= ЗАДАНИЯ =
[1] Сколько человек, согласно статье о Фирдоуси, пало в битве при взятии крепости Сельм?
[2] Напишите продолжение статьи о Фирдоуси, начиная сразу после ее последнего предложения.

= СТАТЬЯ =
Не имеет себе равных Фирдоуси и в описании пейзажей. Скала Симурга, например, «была так высока, что ее вершина касалась звезд, ибо не рука труженика создала ее и не из камня и глины была она сложена…». Именно здесь птица Симург вырастит Заля, покинутого своим отцом; в первые месяцы своей жизни Заль будет сосать кровь вместо молока.
Фирдоуси неповторим и в описании батальных сцен. Вот как выглядит битва при взятии крепости Сельм: «…Там пали двенадцать тысяч человек, и черный дым плыл над пламенем. Морские волны были черны как смола, а пустыня стала рекой крови…» Иногда он стремится сочетать звуковое впечатление со зрительным, создавая картины в духе полотен Делакруа в сопровождении музыки Вагнера: «…Так силен был топот конских копыт, что пыль, поднятая войсками, скрыла солнце и луну. Клубы пыли сотрясались от грома литавр, и мечи насытились красной кровью… Боевые топоры обрушивались на золоченые щиты и шлемы, и под мощными их ударами содрогались головы витязей».
Художественный гений Фирдоуси так же безграничен, как и гений Рембрандта. От грозных картин сражений он легко переходит к щедрым и красочным описаниям природы в разные времена года. Особенно любит он осень. Приведенные ниже слова вложены им в уста царя Бахрама Гура, изображения которого столь часто встречаются на персидских миниатюрах: «Несите теперь цветы, гранаты, яблоки и айву, и пусть золотые кубки будут полны вином. Когда я вижу, как яблоко рдеет цветом граната, когда небо, пестрое от облаков, похоже на шкуру барса, когда благоухает ромашка, переполненная семенами, когда вино красно, как щека кравчего, когда воздух нежен и свеж и нет ни зноя, ни холода, когда земля прохладна, а воды лазоревы, когда мы надеваем меховые одежды, — тогда мы отправляемся на охоту в Джаз».

= ИСХОДНЫЕ ДАННЫЕ =
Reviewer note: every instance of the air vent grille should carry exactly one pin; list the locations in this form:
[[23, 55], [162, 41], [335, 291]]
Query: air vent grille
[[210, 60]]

= ОТВЕТЫ К ЗАДАНИЯМ =
[1] Двенадцать тысяч человек.

[2]
Но Фирдоуси не ограничивается описанием сражений или времен года. Высокие нравственные истины он излагает с тем же отточенным литературным мастерством, что и эпические и романтические эпизоды.
Иранская традиция, которую продолжает Фирдоуси, обращена к высшему Божеству, абсолютной Справедливости. В основе ее лежит стремление установить справедливость в стране, освобожденной от чужеземного господства, и просветить свой народ. Лучшее средство для осуществления этой традиции Фирдоуси видит в справедливом царе. «Книга Царей», это чувствует читатель, конечно, не только персидская «Илиада» и «Одиссея» и не собрание рыцарских романов времен первой империи (собственно, первого в истории государства в современном смысле этого слова). Она таит в себе неиссякаемые сокровища мудрости, нравственные принципы и в какой-то мере политическую программу.
У Фирдуоси ум, справедливость, храбрость и сила не противопоставляются друг другу по некоему литературному принципу, когда каждый персонаж воплощает в себе какое-то одно качество, но органически сливаются в лице одного человека — справедливого царя Ирана. Кстати, «Книга Царей» и предназначена автором, помимо прочего, для воспитания царей. Фирдоуси писал: «Когда ты напишешь эту книгу царей, дай ее царям».
Молодые иранцы в самом юном возрасте знакомятся с замечательным наставлением Фирдоуси, которое поэт Саади воспроизводит в своем «Розовом саду»: «Как можешь ты мириться с тем, что, получив жизнь, сам отнимаешь ее у другого? Не делай зла муравью, несущему зерно, ибо у него тоже только одна жизнь, и даже жизнь муравья для него самого прекрасна».
Легко почувствовать, с какой нежностью автор относится к царю Ираджу: «Если нашим ложем будет земля, — говорит Ирадж, — а изголовьем камень, зачем сегодня сажать дерево, чьи корни будут питаться кровью, чьим плодом будет месть, сколько бы времени ни протекло над ним?» Фирдоуси показывает, что мягкость Ираджа не мешала ему быть мудрым и прозорливым. Позже Ирадж будет убит двумя своими завистливыми и злобными братьями: но сын Ираджа отомстит за отца и в одном бою убьет обоих своих дядей.
В «Книге Царей» происходит много чудесных и удивительных событий. Автор ее не претендует на проникновение в тайны мироздания. Его мудрость в благородстве, чувстве собственного достоинства. В то же время никто не может упрекнуть его в отсутствии ясности и здравого смысла.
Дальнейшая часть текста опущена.